------ DATA RECORDS

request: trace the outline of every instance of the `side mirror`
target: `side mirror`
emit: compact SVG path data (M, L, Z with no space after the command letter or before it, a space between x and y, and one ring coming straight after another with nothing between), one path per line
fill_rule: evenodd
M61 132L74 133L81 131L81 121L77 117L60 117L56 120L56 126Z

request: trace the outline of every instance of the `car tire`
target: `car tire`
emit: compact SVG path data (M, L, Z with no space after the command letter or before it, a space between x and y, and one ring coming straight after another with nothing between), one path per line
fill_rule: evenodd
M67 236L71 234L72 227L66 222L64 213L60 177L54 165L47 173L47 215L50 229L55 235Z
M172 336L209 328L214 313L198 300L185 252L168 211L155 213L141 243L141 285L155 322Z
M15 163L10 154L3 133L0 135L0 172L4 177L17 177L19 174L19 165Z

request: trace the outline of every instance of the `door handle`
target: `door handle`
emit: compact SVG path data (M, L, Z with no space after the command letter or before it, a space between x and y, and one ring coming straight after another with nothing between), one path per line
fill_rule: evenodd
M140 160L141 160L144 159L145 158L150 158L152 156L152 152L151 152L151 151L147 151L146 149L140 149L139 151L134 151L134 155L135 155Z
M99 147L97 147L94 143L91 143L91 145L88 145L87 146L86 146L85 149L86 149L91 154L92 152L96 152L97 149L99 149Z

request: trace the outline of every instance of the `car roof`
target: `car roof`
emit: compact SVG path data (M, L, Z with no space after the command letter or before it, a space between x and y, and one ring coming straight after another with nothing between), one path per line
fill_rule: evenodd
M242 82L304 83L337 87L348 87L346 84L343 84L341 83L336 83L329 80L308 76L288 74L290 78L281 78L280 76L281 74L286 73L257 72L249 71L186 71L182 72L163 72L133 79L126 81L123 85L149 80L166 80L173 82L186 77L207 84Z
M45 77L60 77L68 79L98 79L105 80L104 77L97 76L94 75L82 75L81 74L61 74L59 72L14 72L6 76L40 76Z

------------

INSTRUCTIONS TO FOLLOW: Reproduce every one of the records above verbatim, line by line, without altering a single character.

FULL SOLUTION:
request: trace the outline of every instance of the `side mirror`
target: `side mirror`
emit: compact SVG path data (M, L, Z with no space after the command letter or before it, a space between x and y, and one ring coming straight after another with nothing between), one path per line
fill_rule: evenodd
M61 132L74 133L81 131L81 121L77 117L60 117L56 120L56 126Z

request: trace the outline of every instance of the `car tire`
target: `car tire`
emit: compact SVG path data (M, L, Z with no space after the command letter or before it, a space between x and y, and one ring coming straight after another with nothing between), one path per line
fill_rule: evenodd
M67 236L71 234L72 227L66 222L64 213L60 177L54 165L47 173L47 215L50 229L55 235Z
M172 336L209 328L214 313L198 300L185 252L168 211L155 213L141 243L141 285L155 322Z
M15 163L10 154L3 133L0 135L0 172L4 177L17 177L19 174L19 165Z

request: trace the outline of every instance of the `door handle`
target: `door handle`
emit: compact SVG path data (M, L, Z with no space after the command letter or before it, a space between x and y, and one ring coming straight after another with nothing between), one path per line
fill_rule: evenodd
M140 160L141 160L144 159L145 158L150 158L152 156L152 152L151 152L151 151L147 151L146 149L140 149L139 151L134 151L134 155L135 155Z
M99 147L97 147L94 143L91 143L91 145L88 145L87 146L86 146L85 149L86 149L91 154L92 152L96 152L97 149L99 149Z

request: trace the outline of every instance of the `car roof`
target: `car roof`
emit: compact SVG path data (M, L, Z with no space after the command letter or before it, a space between x and y, and one ring coming straight after another with nothing between), one path per line
fill_rule: evenodd
M242 82L304 83L337 87L348 87L346 84L343 84L341 83L336 83L329 80L308 76L288 74L290 78L281 78L280 76L281 74L286 73L257 72L249 71L186 71L182 72L163 72L133 79L126 81L123 85L149 80L166 80L173 82L186 77L207 84Z
M45 77L60 77L68 79L98 79L105 80L104 77L97 76L94 75L82 75L81 74L61 74L59 72L14 72L6 76L40 76Z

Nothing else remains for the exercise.